BEGIN Given text

Thought of the day

US President Donald Trump on Tuesday said he has reached separate trade agreements with Japan and the Philippines, following deals with Indonesia and Vietnam earlier this month. Asian equities reacted positively on Wednesday, with the Nikkei 225 rallying over 3.5% amid gains across the region. S&P 500 futures rose 0.3% ahead of the US market open.

The deal with Japan appears to be better than market expectations. Instead of the previously threatened 25%, the tariff on imports from Japan will be set at 15%, including autos, which account for around 30% of Japan’s exports to the US and are the largest component of the US trade deficit with the country. The deal would also see Japan invest USD 550bn in the US, as well as make additional purchases of agricultural goods.

The agreement with the Philippines set a 19% rate, the same level as Indonesia agreed and just below Vietnam’s 20% baseline level. Separately, US Treasury Secretary Scott Bessent said he will meet his Chinese counterpart in Stockholm next week for their third round of talks, while Trump told reporters that the US is “getting along with China very well.”

The latest developments are in line with our view that greater clarity on the administration’s trade policy should take shape in the coming months. We see several factors for investors to consider as they navigate the markets from here.

The Trump administration remains keen to reach deals with trading partners despite stocks being at all-time highs. The rebound in equities since the post-“Liberation Day” low may have emboldened Trump to maximize his pressure tactics to increase his leverage in bilateral negotiations by sending out trade letters threatening higher trade levies. But the better-than-expected outcome with Japan suggests that the administration remains wary of the economic impact if a no-deal scenario leads to retaliatory actions from trading partners. For example, the European Commission is preparing countermeasures against US services as well as goods, according to media reports. We maintain the view that the US administration will not want tariffs so high that they choke off trade, fuel inflation, or push the economy into recession.

END Given text
BEGIN Data excerpts

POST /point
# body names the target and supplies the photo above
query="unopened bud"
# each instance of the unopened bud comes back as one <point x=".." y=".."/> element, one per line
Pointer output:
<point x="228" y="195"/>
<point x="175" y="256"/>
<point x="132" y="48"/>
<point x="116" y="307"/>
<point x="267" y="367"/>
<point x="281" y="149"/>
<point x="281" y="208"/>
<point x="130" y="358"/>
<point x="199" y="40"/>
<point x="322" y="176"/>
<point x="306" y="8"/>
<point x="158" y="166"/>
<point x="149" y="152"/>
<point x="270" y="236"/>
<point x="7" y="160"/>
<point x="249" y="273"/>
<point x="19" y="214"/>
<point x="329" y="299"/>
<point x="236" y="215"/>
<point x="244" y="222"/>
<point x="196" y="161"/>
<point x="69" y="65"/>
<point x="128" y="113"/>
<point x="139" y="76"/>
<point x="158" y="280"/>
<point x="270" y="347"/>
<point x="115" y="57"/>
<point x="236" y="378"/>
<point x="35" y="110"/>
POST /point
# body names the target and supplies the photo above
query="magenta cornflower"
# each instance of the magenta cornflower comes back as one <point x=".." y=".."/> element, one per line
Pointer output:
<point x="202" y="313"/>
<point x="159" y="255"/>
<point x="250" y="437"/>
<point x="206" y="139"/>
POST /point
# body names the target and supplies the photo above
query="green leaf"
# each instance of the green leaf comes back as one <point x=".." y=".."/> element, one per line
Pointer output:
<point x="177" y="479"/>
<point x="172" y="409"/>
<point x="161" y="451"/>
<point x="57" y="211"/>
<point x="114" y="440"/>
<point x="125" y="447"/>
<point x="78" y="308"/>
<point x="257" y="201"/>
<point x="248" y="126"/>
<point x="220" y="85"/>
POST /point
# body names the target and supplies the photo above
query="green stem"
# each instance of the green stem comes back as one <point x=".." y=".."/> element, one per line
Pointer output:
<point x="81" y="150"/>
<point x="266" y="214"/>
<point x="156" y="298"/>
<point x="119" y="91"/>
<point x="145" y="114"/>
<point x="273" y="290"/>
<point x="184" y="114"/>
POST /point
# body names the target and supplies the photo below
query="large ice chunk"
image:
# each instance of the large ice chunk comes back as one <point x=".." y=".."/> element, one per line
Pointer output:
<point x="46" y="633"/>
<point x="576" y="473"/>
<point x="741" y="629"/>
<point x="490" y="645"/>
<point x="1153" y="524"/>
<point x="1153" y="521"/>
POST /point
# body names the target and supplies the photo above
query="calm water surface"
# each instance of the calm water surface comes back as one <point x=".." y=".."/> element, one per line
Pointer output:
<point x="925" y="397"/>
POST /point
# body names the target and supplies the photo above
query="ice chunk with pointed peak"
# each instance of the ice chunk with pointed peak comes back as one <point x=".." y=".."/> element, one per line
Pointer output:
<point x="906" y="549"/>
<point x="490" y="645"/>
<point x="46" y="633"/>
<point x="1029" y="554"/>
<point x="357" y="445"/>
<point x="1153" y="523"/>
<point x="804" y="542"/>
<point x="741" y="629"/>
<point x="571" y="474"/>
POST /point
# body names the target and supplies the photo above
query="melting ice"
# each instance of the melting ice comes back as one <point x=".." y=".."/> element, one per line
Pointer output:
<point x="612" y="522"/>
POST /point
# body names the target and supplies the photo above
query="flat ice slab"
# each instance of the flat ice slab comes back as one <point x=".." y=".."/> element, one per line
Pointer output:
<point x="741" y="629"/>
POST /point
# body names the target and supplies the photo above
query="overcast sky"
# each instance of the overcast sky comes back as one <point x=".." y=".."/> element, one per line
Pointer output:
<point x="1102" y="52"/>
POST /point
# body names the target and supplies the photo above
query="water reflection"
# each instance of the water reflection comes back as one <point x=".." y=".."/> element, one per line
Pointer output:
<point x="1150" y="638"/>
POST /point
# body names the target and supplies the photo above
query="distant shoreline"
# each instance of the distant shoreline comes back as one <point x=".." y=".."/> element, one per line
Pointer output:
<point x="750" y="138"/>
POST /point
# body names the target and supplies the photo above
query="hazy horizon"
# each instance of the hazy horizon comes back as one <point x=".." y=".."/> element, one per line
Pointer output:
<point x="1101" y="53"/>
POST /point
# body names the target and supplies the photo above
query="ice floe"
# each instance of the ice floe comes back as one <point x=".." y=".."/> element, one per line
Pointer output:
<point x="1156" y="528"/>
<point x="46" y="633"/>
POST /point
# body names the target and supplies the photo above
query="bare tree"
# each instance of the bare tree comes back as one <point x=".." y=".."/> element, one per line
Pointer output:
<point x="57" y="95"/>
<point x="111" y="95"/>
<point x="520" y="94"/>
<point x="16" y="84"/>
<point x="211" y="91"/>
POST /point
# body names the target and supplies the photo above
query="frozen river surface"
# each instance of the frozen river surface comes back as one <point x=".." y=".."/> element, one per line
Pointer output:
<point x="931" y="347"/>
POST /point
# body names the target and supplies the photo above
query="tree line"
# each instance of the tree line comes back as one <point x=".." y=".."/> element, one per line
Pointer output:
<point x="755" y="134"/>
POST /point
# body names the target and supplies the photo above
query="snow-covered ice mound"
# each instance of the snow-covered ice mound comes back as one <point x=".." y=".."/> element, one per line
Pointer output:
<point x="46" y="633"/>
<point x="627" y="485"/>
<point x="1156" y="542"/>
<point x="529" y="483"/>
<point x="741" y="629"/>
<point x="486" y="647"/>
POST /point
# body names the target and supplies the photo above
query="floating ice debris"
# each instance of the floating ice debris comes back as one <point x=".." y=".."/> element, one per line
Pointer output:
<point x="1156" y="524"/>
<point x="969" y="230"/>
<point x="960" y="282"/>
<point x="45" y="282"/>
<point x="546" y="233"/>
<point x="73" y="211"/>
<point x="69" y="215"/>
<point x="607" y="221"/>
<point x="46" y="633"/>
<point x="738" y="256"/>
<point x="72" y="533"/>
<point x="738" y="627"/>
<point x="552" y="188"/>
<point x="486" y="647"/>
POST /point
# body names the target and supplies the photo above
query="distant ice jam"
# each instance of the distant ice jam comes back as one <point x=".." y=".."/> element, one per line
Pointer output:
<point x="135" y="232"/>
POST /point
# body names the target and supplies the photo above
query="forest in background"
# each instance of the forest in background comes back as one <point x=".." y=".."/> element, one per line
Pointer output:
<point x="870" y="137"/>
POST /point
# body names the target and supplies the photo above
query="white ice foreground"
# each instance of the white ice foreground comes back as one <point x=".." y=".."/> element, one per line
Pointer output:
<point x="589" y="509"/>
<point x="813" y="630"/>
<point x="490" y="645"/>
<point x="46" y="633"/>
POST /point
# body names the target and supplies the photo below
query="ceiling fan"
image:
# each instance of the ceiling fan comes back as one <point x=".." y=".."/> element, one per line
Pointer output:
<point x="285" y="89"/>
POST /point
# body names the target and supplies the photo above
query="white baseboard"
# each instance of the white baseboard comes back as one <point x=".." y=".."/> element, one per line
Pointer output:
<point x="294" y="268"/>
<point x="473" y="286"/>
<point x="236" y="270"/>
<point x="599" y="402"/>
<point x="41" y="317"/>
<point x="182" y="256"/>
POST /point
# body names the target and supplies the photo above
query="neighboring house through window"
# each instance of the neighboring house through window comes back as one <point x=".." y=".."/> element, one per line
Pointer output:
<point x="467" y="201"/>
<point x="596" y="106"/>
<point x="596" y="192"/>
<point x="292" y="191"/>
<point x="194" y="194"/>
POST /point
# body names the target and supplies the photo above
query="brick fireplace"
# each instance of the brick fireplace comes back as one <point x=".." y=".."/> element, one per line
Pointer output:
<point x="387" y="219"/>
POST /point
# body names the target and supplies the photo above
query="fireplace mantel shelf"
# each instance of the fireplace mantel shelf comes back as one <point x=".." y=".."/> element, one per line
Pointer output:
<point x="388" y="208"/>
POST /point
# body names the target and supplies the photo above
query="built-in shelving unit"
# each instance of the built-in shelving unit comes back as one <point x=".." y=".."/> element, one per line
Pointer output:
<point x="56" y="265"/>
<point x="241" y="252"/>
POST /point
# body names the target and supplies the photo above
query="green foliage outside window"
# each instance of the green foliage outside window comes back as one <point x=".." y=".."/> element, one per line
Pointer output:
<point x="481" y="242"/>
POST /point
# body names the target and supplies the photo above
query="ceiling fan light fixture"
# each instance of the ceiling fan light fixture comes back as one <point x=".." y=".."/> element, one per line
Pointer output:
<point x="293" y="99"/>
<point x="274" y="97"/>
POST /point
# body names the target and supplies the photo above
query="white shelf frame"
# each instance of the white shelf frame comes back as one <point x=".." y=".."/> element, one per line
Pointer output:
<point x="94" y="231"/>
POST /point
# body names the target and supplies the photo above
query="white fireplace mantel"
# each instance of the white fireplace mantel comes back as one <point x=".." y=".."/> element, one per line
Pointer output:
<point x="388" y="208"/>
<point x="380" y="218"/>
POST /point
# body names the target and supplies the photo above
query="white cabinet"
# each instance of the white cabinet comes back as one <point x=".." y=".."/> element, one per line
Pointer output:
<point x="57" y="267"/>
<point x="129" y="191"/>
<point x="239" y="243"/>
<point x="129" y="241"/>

END Data excerpts

_Exercise instructions_.
a – In the trade commentary, rewrite the part that opens with the words "US President Donald" and closes with "of agricultural goods.", replacing "autos" with "automobiles".
b – Take the commentary on US trade deals further, beginning after its final sentence.

_Responses by task_.
a –
US President Donald Trump on Tuesday said he has reached separate trade agreements with Japan and the Philippines, following deals with Indonesia and Vietnam earlier this month. Asian equities reacted positively on Wednesday, with the Nikkei 225 rallying over 3.5% amid gains across the region. S&P 500 futures rose 0.3% ahead of the US market open.

The deal with Japan appears to be better than market expectations. Instead of the previously threatened 25%, the tariff on imports from Japan will be set at 15%, including automobiles, which account for around 30% of Japan’s exports to the US and are the largest component of the US trade deficit with the country. The deal would also see Japan invest USD 550bn in the US, as well as make additional purchases of agricultural goods.

b –
The legality of “reciprocal” tariffs remains in question, while details on sectoral tariffs have yet to come. The trade agreements Trump has announced so far are more of a handshake deal rather than a comprehensive, binding pact that would normally take one to three years to reach. Our view is that “reciprocal” tariffs based on the International Emergency Economic Powers Act (IEEPA) are likely to be declared illegal by the US Supreme Court later this year or early next year. But the tariff wall can be rebuilt through other routes, including sectoral tariffs on national security grounds based on Section 232 of the Trade Expansion Act of 1962. While sectoral tariffs could be more durable, they take longer to be implemented. The lower tariffs on Japanese autos and the provision of a grace period for pharmaceutical imports could also suggest that these levies may not be as punitive as Trump had previously threatened.

Themost likely scenario, in our view, remains that the US effective tariff rate ends the year at around 15%. While this represents a sixfold increase over tariff levels in 2024, such a rate is well below what was threatened in the immediate aftermath of “Liberation Day.” These tariffs will likely have a negative impact on US growth and will boost US inflation, but we believe the US economy should avoid a recession as aggregate household balance sheets remain strong. An uptick in market volatility, however, remains likely as fresh headlines emerge. A larger-than-expected impact showing up in economic data could also dampen investor sentiment, where optimism has prevailed so far.

So, we see further equity gains over the next 12 months but think investors should consider ways to manage potential volatility in the near term, including structured investments and phasing-in strategies. Investors can also build longer-term exposure to our Transformational Innovation Opportunities of Artificial intelligence, Power and resources, and Longevity.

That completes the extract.